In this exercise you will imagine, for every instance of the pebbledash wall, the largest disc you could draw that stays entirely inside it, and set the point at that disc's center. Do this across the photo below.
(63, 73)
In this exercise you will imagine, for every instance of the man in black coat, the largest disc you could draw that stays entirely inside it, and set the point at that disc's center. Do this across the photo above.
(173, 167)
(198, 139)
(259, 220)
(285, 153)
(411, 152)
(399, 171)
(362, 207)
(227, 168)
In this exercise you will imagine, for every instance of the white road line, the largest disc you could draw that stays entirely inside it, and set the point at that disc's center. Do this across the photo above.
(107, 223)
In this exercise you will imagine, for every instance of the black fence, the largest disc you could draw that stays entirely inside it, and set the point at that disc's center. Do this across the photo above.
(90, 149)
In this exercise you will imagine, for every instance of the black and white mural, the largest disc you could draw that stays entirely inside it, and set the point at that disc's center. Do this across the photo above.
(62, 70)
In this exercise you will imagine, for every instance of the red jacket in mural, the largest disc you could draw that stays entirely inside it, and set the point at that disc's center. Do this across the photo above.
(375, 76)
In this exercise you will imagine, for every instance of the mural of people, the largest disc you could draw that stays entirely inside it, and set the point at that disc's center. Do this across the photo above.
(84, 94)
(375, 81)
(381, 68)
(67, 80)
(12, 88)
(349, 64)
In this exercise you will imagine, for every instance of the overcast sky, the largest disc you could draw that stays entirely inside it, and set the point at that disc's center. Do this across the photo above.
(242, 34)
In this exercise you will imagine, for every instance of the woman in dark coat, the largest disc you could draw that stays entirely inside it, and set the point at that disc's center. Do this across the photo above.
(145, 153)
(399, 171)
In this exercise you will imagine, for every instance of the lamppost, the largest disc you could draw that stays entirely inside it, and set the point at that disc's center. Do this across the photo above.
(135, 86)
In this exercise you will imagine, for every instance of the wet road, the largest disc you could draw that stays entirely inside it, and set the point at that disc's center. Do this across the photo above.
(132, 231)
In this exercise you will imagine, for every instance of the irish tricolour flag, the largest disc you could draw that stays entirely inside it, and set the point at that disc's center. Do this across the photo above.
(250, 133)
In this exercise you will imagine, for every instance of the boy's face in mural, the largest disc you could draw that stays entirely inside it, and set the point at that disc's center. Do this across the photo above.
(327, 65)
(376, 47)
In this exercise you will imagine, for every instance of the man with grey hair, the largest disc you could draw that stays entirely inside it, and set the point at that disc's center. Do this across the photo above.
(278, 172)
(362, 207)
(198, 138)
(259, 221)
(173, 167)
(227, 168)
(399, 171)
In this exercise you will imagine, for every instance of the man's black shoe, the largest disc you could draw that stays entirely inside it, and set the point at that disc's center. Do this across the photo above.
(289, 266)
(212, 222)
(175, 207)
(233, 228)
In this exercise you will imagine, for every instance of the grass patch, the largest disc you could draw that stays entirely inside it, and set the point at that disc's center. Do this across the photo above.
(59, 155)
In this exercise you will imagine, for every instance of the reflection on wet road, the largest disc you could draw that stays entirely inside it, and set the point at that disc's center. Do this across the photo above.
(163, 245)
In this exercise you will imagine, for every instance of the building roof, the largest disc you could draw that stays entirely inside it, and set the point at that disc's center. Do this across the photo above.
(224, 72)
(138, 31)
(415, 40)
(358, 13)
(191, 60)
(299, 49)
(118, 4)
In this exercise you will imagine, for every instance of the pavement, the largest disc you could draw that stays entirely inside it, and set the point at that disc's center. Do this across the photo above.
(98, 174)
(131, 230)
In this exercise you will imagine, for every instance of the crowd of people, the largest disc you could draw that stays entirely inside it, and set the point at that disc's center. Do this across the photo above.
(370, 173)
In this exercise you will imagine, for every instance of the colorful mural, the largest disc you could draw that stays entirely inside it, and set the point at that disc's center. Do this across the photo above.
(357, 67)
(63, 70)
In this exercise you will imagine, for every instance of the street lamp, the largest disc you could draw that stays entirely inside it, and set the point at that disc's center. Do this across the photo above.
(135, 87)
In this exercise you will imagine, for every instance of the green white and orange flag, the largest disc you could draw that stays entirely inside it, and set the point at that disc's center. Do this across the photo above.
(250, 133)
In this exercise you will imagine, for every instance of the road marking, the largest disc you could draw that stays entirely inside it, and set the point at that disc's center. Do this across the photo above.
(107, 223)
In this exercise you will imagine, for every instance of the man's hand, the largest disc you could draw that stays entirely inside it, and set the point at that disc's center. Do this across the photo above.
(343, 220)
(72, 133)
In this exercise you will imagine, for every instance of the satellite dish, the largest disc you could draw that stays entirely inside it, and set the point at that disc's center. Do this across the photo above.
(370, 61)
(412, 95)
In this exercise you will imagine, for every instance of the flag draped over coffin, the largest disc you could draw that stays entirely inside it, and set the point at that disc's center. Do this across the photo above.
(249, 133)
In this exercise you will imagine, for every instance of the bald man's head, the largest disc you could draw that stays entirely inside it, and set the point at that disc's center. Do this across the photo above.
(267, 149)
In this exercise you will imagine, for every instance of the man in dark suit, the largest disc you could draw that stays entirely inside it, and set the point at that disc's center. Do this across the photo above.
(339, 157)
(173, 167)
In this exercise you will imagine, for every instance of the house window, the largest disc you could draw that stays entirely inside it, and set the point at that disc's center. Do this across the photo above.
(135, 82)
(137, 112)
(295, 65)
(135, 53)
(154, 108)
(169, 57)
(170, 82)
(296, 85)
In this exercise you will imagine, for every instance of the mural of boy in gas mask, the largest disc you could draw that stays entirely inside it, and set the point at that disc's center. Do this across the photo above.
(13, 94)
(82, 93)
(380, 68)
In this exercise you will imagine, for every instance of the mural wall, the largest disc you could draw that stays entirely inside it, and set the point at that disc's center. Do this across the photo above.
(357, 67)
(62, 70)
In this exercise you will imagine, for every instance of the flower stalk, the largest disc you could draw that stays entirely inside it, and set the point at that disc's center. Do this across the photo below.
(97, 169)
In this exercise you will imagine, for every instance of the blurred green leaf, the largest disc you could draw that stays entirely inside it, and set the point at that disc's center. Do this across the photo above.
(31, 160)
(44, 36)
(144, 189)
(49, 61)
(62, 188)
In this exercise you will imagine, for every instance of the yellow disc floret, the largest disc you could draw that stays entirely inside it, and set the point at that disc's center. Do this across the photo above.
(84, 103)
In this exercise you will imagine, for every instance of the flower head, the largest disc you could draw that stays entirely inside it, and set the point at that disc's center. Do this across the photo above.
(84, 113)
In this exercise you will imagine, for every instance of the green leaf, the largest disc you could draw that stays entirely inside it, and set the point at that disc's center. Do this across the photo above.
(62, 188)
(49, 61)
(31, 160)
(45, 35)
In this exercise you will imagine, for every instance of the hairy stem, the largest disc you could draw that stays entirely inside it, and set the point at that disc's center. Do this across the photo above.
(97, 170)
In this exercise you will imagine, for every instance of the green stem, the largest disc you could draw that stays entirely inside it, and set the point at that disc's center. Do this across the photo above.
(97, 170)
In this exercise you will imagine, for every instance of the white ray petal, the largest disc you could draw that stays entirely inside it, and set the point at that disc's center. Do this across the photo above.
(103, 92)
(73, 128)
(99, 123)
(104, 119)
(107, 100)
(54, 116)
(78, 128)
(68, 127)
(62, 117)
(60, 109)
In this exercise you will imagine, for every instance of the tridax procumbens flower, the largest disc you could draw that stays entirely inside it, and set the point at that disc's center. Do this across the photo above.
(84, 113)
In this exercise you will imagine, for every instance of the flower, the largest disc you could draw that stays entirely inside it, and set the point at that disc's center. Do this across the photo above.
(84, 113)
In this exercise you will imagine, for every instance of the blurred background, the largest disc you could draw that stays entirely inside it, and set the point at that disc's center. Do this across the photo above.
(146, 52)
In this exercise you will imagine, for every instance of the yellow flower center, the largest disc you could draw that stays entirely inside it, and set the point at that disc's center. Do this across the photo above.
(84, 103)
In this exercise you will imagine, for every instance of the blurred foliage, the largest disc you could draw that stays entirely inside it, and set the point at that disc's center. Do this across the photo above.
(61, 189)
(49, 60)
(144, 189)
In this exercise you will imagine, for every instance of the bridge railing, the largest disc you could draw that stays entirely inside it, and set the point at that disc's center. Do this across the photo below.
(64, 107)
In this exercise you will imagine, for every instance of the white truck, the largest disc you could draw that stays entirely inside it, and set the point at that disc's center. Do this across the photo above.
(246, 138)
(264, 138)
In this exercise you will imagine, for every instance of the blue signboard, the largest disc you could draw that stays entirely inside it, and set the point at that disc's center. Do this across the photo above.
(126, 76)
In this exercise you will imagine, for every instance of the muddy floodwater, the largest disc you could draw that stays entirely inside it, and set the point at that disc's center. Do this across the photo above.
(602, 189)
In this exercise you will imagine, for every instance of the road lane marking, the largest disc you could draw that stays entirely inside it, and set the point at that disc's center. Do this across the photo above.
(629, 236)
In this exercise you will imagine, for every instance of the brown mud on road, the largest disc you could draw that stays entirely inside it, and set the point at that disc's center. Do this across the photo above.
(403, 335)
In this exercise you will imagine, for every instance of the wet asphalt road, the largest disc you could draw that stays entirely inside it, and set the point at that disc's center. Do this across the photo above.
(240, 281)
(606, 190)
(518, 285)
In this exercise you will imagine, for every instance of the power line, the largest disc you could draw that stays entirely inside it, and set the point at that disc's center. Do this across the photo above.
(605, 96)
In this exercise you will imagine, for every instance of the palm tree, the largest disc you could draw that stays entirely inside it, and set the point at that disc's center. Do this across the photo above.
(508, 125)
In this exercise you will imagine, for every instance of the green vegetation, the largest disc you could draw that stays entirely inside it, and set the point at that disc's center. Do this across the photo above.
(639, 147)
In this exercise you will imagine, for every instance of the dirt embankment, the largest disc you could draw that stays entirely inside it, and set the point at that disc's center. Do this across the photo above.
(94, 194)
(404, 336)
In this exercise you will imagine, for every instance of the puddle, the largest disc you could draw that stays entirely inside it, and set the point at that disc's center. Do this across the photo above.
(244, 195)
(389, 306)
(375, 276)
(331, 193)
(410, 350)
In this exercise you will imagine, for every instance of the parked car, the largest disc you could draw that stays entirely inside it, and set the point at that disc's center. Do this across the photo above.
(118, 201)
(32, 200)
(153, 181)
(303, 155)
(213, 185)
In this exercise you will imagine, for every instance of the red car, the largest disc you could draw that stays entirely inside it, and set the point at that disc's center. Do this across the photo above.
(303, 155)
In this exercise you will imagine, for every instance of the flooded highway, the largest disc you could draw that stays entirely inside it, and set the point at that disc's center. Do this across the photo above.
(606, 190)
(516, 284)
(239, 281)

● ● ●

Up to and including the last line of the material, reproduce every line exactly, beginning with the one that contains "of the flooded" and adding nothing else.

In this exercise you will imagine, for every instance of the flooded highway, the largest disc you could draw that stays entirely inside it, and set the point at that disc's center. Do this across the photo above.
(606, 190)
(516, 284)
(239, 281)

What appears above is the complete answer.